### TEXT FOR ANALYSIS
After meeting into early Friday morning following a seven-hour hearing, the ethics panel of four Democrats and four Republicans found that Cherfilus-McCormick had committed 25 ethics violations, including breaking campaign finance laws. The panel said it would recommend a punishment in the coming weeks.
The allegations center on Cherfilus-McCormick’s receipt of millions of dollars from her family’s health care business following Florida’s overpayment of roughly $5 million in disaster relief funds. Cherfilus-McCormick is accused of using that money to fund her 2022 congressional campaign through a network of businesses and family members.
The congresswoman, who is running for a fourth term representing a southeastern Florida district, has denied wrongdoing.
Cherfilus-McCormick also faces federal charges for allegedly stealing $5 million in COVID-19 disaster relief funds and using the funds to purchase items such as a 3-carat yellow diamond ring. Her brother, former chief of staff and her accountant were also charged. She has pleaded not guilty to those charges, and her attorney indicated Thursday that the trial is expected to start in the coming months.

### WHAT NEEDS TO BE DONE
In the report on the ethics case, how many violations did the eight-member panel find that Cherfilus-McCormick had committed?

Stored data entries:
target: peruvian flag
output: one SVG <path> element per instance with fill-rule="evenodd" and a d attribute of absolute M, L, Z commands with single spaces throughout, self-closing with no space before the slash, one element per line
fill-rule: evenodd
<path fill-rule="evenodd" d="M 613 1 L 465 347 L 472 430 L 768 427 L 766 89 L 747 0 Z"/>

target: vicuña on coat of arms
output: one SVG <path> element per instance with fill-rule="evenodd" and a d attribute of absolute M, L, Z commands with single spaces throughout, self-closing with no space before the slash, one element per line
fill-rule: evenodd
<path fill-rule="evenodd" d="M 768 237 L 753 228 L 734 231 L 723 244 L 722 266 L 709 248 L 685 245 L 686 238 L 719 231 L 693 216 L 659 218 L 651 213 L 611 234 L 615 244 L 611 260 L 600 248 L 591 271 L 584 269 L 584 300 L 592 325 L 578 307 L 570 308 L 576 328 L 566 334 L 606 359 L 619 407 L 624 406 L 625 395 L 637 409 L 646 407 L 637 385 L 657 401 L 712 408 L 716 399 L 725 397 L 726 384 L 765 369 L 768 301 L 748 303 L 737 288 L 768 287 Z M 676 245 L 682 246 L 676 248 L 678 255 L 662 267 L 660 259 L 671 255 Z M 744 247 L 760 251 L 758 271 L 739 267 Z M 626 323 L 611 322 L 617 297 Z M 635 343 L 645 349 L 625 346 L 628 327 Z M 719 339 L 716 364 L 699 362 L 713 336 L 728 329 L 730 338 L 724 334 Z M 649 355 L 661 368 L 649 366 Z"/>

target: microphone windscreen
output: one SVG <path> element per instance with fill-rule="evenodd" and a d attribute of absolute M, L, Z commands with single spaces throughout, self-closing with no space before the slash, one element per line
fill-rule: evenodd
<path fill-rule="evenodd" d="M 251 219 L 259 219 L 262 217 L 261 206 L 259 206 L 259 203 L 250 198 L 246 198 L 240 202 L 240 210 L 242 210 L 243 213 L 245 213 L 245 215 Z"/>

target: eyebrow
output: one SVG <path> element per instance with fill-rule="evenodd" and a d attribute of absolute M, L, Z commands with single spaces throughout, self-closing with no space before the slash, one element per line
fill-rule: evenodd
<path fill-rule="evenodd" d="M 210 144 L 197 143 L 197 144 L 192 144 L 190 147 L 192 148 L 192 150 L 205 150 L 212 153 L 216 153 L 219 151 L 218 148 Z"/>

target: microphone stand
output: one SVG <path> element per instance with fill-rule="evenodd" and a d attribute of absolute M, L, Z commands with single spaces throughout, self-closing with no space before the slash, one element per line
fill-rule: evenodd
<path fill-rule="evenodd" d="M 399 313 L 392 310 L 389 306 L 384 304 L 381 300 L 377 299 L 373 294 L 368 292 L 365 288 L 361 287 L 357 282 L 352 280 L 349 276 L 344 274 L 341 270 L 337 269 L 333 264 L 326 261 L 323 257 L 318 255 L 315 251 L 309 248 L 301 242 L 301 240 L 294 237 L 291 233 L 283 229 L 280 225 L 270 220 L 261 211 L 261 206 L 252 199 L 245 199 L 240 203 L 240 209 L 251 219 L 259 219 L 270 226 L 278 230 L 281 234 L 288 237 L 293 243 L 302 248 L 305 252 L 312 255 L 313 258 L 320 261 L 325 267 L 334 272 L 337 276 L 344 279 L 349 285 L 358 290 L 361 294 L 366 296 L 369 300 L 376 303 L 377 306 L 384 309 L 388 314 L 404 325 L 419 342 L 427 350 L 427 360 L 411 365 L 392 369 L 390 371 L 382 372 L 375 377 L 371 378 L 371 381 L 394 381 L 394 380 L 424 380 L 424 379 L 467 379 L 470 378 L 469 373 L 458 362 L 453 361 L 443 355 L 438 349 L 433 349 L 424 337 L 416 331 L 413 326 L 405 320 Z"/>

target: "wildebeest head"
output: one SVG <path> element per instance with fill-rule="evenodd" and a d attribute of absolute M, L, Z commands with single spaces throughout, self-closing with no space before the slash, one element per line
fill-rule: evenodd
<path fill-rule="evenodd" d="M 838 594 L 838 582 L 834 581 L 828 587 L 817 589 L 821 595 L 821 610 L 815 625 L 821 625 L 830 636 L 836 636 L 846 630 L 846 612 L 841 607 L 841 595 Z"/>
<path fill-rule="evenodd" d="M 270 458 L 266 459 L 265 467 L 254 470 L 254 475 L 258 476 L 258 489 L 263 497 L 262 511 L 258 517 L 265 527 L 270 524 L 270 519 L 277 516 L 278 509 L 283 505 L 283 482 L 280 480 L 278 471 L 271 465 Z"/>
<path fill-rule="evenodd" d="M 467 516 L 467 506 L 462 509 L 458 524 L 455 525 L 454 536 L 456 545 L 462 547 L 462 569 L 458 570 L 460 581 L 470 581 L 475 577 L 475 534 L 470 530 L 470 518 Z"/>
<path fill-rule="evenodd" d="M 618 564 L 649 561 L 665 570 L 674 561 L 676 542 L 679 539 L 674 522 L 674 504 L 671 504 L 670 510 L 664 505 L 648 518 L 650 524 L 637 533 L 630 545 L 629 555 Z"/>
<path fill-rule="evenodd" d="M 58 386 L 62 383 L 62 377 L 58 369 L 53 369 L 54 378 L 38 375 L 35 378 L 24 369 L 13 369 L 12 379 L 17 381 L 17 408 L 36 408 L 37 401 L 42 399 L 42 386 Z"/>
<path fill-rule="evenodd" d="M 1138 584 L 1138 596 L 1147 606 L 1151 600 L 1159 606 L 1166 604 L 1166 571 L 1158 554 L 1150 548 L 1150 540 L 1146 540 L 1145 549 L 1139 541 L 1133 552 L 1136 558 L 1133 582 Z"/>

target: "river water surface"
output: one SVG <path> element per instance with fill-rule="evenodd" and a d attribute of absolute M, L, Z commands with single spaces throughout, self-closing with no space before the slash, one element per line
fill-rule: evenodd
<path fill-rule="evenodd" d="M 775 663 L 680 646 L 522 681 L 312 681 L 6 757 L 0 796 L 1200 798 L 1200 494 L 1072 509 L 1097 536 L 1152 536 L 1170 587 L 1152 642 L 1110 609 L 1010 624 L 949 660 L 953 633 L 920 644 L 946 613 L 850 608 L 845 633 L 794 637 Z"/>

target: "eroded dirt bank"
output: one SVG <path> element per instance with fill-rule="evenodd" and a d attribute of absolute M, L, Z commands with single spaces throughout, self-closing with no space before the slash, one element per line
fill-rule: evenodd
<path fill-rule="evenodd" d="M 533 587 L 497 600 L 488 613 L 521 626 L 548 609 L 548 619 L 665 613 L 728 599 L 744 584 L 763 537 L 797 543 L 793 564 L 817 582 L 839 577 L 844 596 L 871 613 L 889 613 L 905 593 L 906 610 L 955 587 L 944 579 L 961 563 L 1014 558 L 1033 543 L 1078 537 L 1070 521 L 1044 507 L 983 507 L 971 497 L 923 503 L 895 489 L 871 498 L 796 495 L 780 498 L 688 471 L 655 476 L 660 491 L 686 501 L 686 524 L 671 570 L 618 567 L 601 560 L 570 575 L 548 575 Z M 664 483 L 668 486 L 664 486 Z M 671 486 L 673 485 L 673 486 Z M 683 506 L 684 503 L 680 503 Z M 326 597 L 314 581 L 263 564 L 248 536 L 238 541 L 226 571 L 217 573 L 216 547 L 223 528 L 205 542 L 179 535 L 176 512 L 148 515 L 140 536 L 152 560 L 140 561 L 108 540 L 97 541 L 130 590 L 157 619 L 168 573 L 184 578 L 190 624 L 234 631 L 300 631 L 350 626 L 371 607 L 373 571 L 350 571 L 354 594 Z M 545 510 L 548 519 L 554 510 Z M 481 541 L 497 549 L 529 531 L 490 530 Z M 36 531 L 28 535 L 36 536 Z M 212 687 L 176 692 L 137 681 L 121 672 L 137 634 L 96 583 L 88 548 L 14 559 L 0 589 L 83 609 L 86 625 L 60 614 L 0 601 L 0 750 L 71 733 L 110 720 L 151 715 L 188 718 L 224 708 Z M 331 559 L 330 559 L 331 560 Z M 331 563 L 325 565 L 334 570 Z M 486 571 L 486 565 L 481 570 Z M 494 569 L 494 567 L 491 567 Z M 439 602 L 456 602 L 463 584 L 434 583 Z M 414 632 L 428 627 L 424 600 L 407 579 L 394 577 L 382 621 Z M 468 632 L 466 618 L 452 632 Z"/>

### SOLUTION TO THIS PROBLEM
25 ethics violations.